[Zu erledigende Aufgaben]
A - Nennen Sie alle Zwischenüberschriften, die im Auszug zur Hinzurechnung von Mietzinsen unterhalb der Titelzeile stehen.
B - Schreiben Sie aus dem Auszug zur Hinzurechnung von Mietzinsen den Abschnitt von „Eine GmbH ist“ bis „gewerbesteuerrechtlichen Hinzurechnung unterliegen.“ wortgetreu ab.

┌─ Auszug

BFH: Gewerbesteuerliche Hinzurechnung von Mietzinsen bei Reiseveranstaltern

Die gewerbesteuerliche Hinzurechnung von Mietzinsen nach § 8 Nr. 1 Buchst. d und e GewStG ist an die Tatbestandvoraussetzung der fiktiven Annahme von Anlagevermögen geknüpft. Für Entgelte, die ein Reiseveranstalter an Hoteliers für die Überlassung von Hotelzimmern bezahlt, ist diese Voraussetzung nicht erfüllt. Denn bei gedachtem Eigentum des Reiseveranstalters würden die Hotelzimmer und -einrichtungen zu dessen Umlaufvermögen gehören. 

Sachverhalt

Eine GmbH ist als Reiseveranstalterin tätig und organisiert Pauschalreisen. Zu diesem Zweck schloss sie Verträge mit Vertragspartnern im Inland und dem europäischen Ausland ab, durch die ihr Hotelleistungen bezüglich ganzer Hotels, bestimmte Hotelzimmer, Hotelzimmerkontingente sowie Hotel- und Zimmereinrichtungsgegenstände entgeltlich für bestimmte Zeiträume zur Verfügung gestellt wurden. Finanzamt und FG waren der Ansicht, dass in den von der GmbH an die Hoteliers gezahlten Entgelten Mietzinsen enthalten seien und der betreffende Anteil bei der gewerbesteuerrechtlichen Hinzurechnung nach § 8 Nr. 1 Buchst. d und e GewStG zu berücksichtigen sei. 

Entscheidung

Dagegen kommt der BFH zu dem Ergebnis, dass die von der Reiseveranstalterin an die Hoteliers entrichteten Entgelte nicht der gewerbesteuerrechtlichen Hinzurechnung unterliegen.

Gesetzliche Grundlagen

Nach § 8 Nr. 1 Buchst. d und e GewStG werden dem Gewinn aus Gewerbebetrieb Miet- und Pachtzinsen für die Überlassung von Wirtschaftsgütern, die zuvor gewinnmindernd berücksichtigt wurden, teilweise wieder hinzugerechnet, wenn die Wirtschaftsgüter dem Anlagevermögen des Betriebs des Steuerpflichtigen zuzurechnen sind. Dabei betrifft die Regelung auch Nutzungsentgelte, die an Vermieter/Verpächter für eine Nutzungsüberlassung im Ausland gezahlt werden (vgl. BFH-Urteil vom 25.10.2016, I R 57/15).

└─
┌─ Vorliegende Einträge

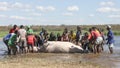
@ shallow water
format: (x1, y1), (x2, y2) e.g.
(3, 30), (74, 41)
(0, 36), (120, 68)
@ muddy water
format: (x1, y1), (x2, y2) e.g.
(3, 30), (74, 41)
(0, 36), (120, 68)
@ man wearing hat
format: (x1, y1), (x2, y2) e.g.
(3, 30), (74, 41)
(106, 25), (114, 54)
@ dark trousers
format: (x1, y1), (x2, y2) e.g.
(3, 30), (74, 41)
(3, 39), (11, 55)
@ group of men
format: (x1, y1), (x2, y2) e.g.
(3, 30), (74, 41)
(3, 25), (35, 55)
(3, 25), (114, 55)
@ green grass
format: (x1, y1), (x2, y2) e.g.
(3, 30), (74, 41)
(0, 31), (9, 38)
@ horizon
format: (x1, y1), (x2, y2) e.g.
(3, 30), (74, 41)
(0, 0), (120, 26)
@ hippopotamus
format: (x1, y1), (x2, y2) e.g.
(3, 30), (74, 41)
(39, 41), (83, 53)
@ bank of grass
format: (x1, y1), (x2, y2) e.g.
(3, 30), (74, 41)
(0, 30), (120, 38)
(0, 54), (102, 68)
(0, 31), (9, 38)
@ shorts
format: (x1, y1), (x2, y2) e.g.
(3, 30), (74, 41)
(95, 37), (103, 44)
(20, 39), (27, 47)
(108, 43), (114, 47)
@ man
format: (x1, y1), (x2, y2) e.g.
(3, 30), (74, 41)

└─
┌─ Vorliegende Einträge

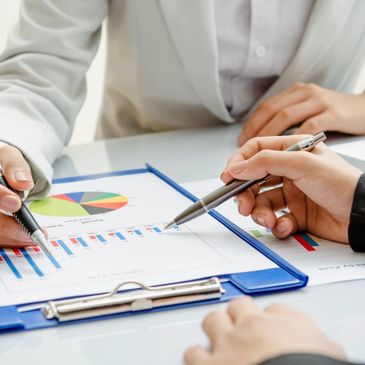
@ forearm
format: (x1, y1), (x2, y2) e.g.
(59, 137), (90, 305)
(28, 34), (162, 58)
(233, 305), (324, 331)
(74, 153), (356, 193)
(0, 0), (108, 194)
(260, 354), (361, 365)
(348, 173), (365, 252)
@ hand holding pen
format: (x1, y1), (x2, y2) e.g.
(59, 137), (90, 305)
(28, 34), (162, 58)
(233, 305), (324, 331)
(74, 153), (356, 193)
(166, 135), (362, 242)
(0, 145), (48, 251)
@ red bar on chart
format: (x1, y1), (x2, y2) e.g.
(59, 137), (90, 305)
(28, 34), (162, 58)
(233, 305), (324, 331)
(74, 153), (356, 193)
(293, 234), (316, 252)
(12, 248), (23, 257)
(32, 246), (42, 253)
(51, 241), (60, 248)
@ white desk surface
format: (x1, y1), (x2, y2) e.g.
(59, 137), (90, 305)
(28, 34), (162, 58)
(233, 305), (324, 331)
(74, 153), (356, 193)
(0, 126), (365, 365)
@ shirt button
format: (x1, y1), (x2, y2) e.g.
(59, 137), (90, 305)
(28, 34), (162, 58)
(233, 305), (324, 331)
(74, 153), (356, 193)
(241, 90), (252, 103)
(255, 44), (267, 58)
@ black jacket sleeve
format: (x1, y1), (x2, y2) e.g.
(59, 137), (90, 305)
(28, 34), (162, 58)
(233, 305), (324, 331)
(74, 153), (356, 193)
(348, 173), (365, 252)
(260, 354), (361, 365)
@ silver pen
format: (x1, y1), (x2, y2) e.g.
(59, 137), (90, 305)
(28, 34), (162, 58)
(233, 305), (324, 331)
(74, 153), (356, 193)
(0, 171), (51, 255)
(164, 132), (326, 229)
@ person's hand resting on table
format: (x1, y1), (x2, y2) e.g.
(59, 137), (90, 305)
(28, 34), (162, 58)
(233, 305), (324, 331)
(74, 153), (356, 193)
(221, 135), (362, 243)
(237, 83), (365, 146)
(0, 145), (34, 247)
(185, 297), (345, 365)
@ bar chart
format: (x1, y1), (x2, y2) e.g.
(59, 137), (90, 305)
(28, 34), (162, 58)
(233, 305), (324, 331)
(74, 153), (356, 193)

└─

[Lösungen der Aufgaben]
A - Sachverhalt, Entscheidung, Gesetzliche Grundlagen

B -
Eine GmbH ist als Reiseveranstalterin tätig und organisiert Pauschalreisen. Zu diesem Zweck schloss sie Verträge mit Vertragspartnern im Inland und dem europäischen Ausland ab, durch die ihr Hotelleistungen bezüglich ganzer Hotels, bestimmte Hotelzimmer, Hotelzimmerkontingente sowie Hotel- und Zimmereinrichtungsgegenstände entgeltlich für bestimmte Zeiträume zur Verfügung gestellt wurden. Finanzamt und FG waren der Ansicht, dass in den von der GmbH an die Hoteliers gezahlten Entgelten Mietzinsen enthalten seien und der betreffende Anteil bei der gewerbesteuerrechtlichen Hinzurechnung nach § 8 Nr. 1 Buchst. d und e GewStG zu berücksichtigen sei. 

Entscheidung

Dagegen kommt der BFH zu dem Ergebnis, dass die von der Reiseveranstalterin an die Hoteliers entrichteten Entgelte nicht der gewerbesteuerrechtlichen Hinzurechnung unterliegen.